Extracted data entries
::::::::

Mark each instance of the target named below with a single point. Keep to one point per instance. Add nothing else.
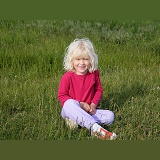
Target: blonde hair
(80, 48)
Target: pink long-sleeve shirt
(83, 88)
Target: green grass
(31, 57)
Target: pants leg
(73, 111)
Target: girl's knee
(110, 117)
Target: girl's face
(81, 65)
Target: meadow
(31, 59)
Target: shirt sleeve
(98, 89)
(63, 89)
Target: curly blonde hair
(80, 48)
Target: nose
(81, 61)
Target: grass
(31, 57)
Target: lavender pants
(72, 110)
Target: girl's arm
(63, 90)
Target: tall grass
(31, 57)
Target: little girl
(80, 90)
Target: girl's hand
(92, 109)
(85, 106)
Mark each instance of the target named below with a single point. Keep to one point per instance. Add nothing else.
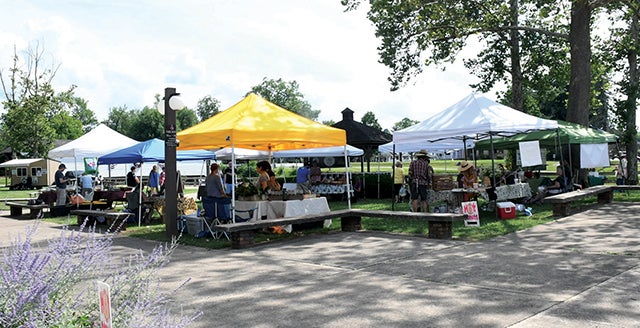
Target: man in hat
(420, 174)
(469, 177)
(61, 185)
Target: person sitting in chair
(558, 186)
(216, 201)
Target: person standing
(228, 178)
(302, 177)
(315, 174)
(469, 178)
(87, 184)
(398, 179)
(216, 200)
(419, 174)
(154, 180)
(163, 176)
(61, 185)
(132, 179)
(621, 171)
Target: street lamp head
(161, 107)
(175, 102)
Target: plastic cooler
(507, 210)
(194, 224)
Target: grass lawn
(490, 225)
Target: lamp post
(171, 104)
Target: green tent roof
(570, 133)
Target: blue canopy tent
(150, 151)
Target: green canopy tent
(567, 134)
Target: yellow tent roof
(256, 123)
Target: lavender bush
(55, 285)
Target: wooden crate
(443, 182)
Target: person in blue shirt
(154, 181)
(302, 177)
(87, 184)
(61, 185)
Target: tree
(404, 123)
(207, 107)
(285, 95)
(434, 32)
(81, 112)
(119, 119)
(622, 50)
(369, 119)
(186, 118)
(35, 115)
(146, 124)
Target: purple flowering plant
(54, 285)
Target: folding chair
(210, 206)
(212, 214)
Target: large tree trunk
(516, 69)
(631, 107)
(580, 81)
(580, 43)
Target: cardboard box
(194, 224)
(507, 210)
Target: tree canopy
(35, 114)
(286, 95)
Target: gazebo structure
(362, 136)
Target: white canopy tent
(337, 151)
(429, 146)
(473, 117)
(100, 141)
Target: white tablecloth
(518, 190)
(261, 208)
(514, 191)
(272, 209)
(291, 208)
(330, 189)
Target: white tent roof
(100, 141)
(475, 116)
(336, 151)
(20, 162)
(429, 146)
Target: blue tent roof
(151, 151)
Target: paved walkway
(579, 271)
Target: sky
(124, 52)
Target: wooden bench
(113, 219)
(35, 210)
(562, 202)
(625, 187)
(242, 234)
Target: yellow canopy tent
(255, 123)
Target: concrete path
(579, 271)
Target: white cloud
(124, 52)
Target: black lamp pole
(171, 179)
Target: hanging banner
(530, 153)
(471, 210)
(594, 155)
(104, 294)
(90, 165)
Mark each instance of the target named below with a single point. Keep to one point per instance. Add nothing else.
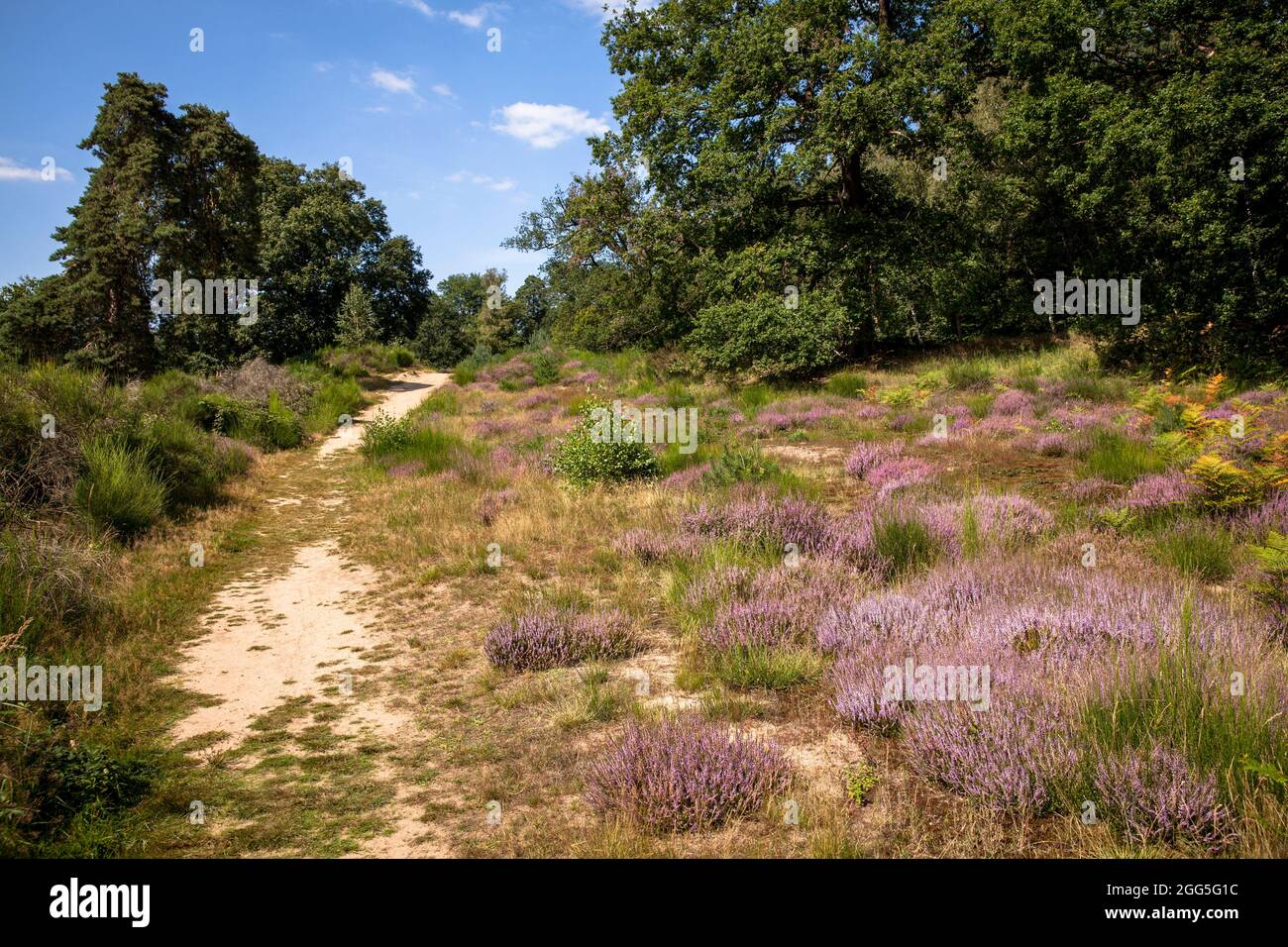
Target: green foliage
(737, 466)
(271, 427)
(1271, 587)
(771, 669)
(902, 543)
(859, 781)
(1197, 549)
(1121, 459)
(117, 488)
(769, 341)
(382, 436)
(356, 324)
(589, 454)
(846, 384)
(969, 372)
(1225, 484)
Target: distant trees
(798, 182)
(188, 193)
(357, 322)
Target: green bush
(737, 466)
(583, 459)
(969, 372)
(333, 398)
(545, 368)
(185, 459)
(1121, 459)
(765, 338)
(846, 384)
(384, 434)
(117, 488)
(903, 543)
(269, 428)
(1198, 549)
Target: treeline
(189, 195)
(799, 182)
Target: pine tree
(356, 324)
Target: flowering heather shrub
(558, 637)
(686, 775)
(1012, 402)
(763, 519)
(1054, 445)
(799, 414)
(1159, 491)
(536, 399)
(885, 617)
(858, 682)
(489, 427)
(868, 454)
(686, 478)
(761, 622)
(1257, 395)
(1091, 488)
(1270, 514)
(1154, 796)
(1010, 519)
(1009, 758)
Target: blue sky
(455, 140)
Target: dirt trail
(308, 629)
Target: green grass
(1199, 549)
(1183, 697)
(771, 669)
(1120, 459)
(970, 372)
(117, 489)
(846, 384)
(903, 543)
(333, 398)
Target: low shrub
(846, 384)
(119, 489)
(585, 457)
(684, 776)
(555, 637)
(1120, 459)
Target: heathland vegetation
(831, 231)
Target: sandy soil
(269, 638)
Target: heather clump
(1153, 795)
(555, 637)
(763, 521)
(684, 776)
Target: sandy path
(406, 392)
(301, 631)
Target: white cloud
(12, 170)
(391, 81)
(471, 20)
(606, 9)
(546, 127)
(483, 180)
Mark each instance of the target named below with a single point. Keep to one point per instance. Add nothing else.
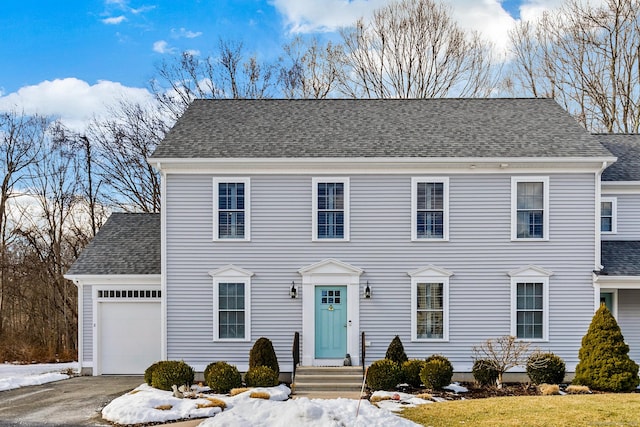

::::::::

OBJECTIVE.
Set out every line of the listing above as a numbered list, skipping blank lines and omitting the pictures.

RESPONSE TO THE EXERCISE.
1. Mark each instance of the target named below with a single point. Keep to one point per instance. Add nothing else.
2. Target: blonde hair
3. (80, 48)
4. Target: pink long-sleeve shirt
5. (83, 88)
6. Target: green grass
7. (31, 57)
8. Target: pants leg
9. (73, 111)
10. Target: girl's knee
11. (110, 117)
12. Target: girl's face
13. (81, 65)
14. Target: meadow
15. (31, 59)
16. Target: shirt sleeve
17. (98, 89)
18. (63, 89)
19. Target: curly blonde hair
20. (80, 48)
21. Target: nose
22. (81, 61)
23. Target: grass
24. (31, 57)
25. Target: lavender pants
26. (72, 110)
27. Target: girl's arm
28. (63, 90)
29. Target: tall grass
30. (31, 57)
31. Target: little girl
32. (80, 90)
33. Target: girl's hand
34. (92, 109)
35. (85, 106)
36. Mark each instance of the target named below with a single point. Keep to one point per instance. Add nothing else.
37. Target: man in hat
38. (420, 174)
39. (469, 177)
40. (61, 185)
41. Target: person sitting in chair
42. (558, 186)
43. (216, 201)
44. Target: person standing
45. (228, 178)
46. (302, 177)
47. (315, 174)
48. (469, 178)
49. (87, 184)
50. (398, 179)
51. (216, 200)
52. (419, 174)
53. (154, 180)
54. (163, 176)
55. (61, 185)
56. (132, 179)
57. (621, 171)
58. Target: street lamp head
59. (161, 107)
60. (175, 102)
61. Target: plastic cooler
62. (507, 210)
63. (194, 224)
64. Target: grass lawn
65. (490, 225)
66. Target: lamp post
67. (171, 104)
68. Target: green tent roof
69. (570, 133)
70. Target: blue canopy tent
71. (150, 151)
72. Target: green canopy tent
73. (567, 134)
74. Target: yellow tent roof
75. (256, 123)
76. Target: lavender bush
77. (55, 285)
78. Target: wooden crate
79. (443, 182)
80. Target: person in blue shirt
81. (154, 181)
82. (302, 177)
83. (87, 184)
84. (61, 185)
85. Target: tree
86. (404, 123)
87. (207, 107)
88. (285, 95)
89. (434, 32)
90. (81, 112)
91. (119, 119)
92. (622, 50)
93. (369, 119)
94. (186, 118)
95. (35, 115)
96. (146, 124)
97. Target: purple flowering plant
98. (54, 285)
99. Target: folding chair
100. (210, 206)
101. (212, 214)
102. Target: large tree trunk
103. (516, 69)
104. (631, 107)
105. (580, 81)
106. (580, 43)
107. Target: cardboard box
108. (194, 224)
109. (507, 210)
110. Target: tree canopy
111. (35, 114)
112. (286, 95)
113. Target: gazebo structure
114. (362, 136)
115. Target: white canopy tent
116. (337, 151)
117. (429, 146)
118. (473, 117)
119. (100, 141)
120. Target: white tablecloth
121. (518, 190)
122. (261, 208)
123. (514, 191)
124. (272, 209)
125. (291, 208)
126. (330, 189)
127. Target: white tent roof
128. (100, 141)
129. (475, 116)
130. (336, 151)
131. (20, 162)
132. (429, 146)
133. Target: blue tent roof
134. (151, 151)
135. Target: paved walkway
136. (579, 271)
137. Target: sky
138. (124, 52)
139. Target: wooden bench
140. (113, 219)
141. (35, 210)
142. (562, 202)
143. (625, 187)
144. (242, 234)
145. Target: yellow canopy tent
146. (255, 123)
147. Target: concrete path
148. (579, 271)
149. Target: white cloud
150. (124, 52)
151. Target: black lamp pole
152. (171, 179)
153. Target: hanging banner
154. (530, 153)
155. (471, 210)
156. (594, 155)
157. (104, 294)
158. (90, 165)
159. Mark each instance of the target named below with a single point. Keep to one point per instance. Add nothing else.
160. Target: green foliage
161. (737, 466)
162. (271, 427)
163. (1271, 587)
164. (771, 669)
165. (902, 543)
166. (859, 781)
167. (1197, 549)
168. (1121, 459)
169. (117, 488)
170. (769, 341)
171. (382, 436)
172. (356, 324)
173. (589, 454)
174. (846, 384)
175. (969, 372)
176. (1225, 484)
177. Target: distant trees
178. (798, 182)
179. (188, 193)
180. (357, 322)
181. Target: green bush
182. (737, 466)
183. (583, 459)
184. (969, 372)
185. (333, 398)
186. (545, 368)
187. (185, 459)
188. (1121, 459)
189. (765, 338)
190. (846, 384)
191. (384, 434)
192. (117, 488)
193. (903, 543)
194. (269, 428)
195. (1198, 549)
196. Target: treeline
197. (189, 195)
198. (799, 182)
199. Target: pine tree
200. (356, 324)
201. Target: flowering heather shrub
202. (558, 637)
203. (686, 775)
204. (1012, 402)
205. (763, 519)
206. (1054, 445)
207. (799, 414)
208. (1159, 491)
209. (536, 399)
210. (885, 617)
211. (858, 682)
212. (489, 427)
213. (868, 454)
214. (686, 478)
215. (761, 622)
216. (1257, 395)
217. (1091, 488)
218. (1270, 514)
219. (1154, 796)
220. (1010, 519)
221. (1009, 758)
222. Target: blue sky
223. (455, 140)
224. Target: dirt trail
225. (308, 629)
226. Target: green grass
227. (1199, 549)
228. (1183, 697)
229. (771, 669)
230. (1120, 459)
231. (970, 372)
232. (117, 489)
233. (846, 384)
234. (903, 543)
235. (333, 398)
236. Target: low shrub
237. (846, 384)
238. (119, 489)
239. (585, 457)
240. (684, 776)
241. (555, 637)
242. (1120, 459)
243. Target: heathland vegetation
244. (831, 231)
245. Target: sandy soil
246. (269, 638)
247. Target: heather clump
248. (1153, 795)
249. (555, 637)
250. (763, 521)
251. (684, 776)
252. Target: sandy path
253. (406, 392)
254. (301, 631)
255. Target: white cloud
256. (12, 170)
257. (391, 81)
258. (471, 20)
259. (606, 9)
260. (546, 127)
261. (483, 180)
262. Mark each instance of the target named below with a single point. Keep to one point per instance. Add nothing else.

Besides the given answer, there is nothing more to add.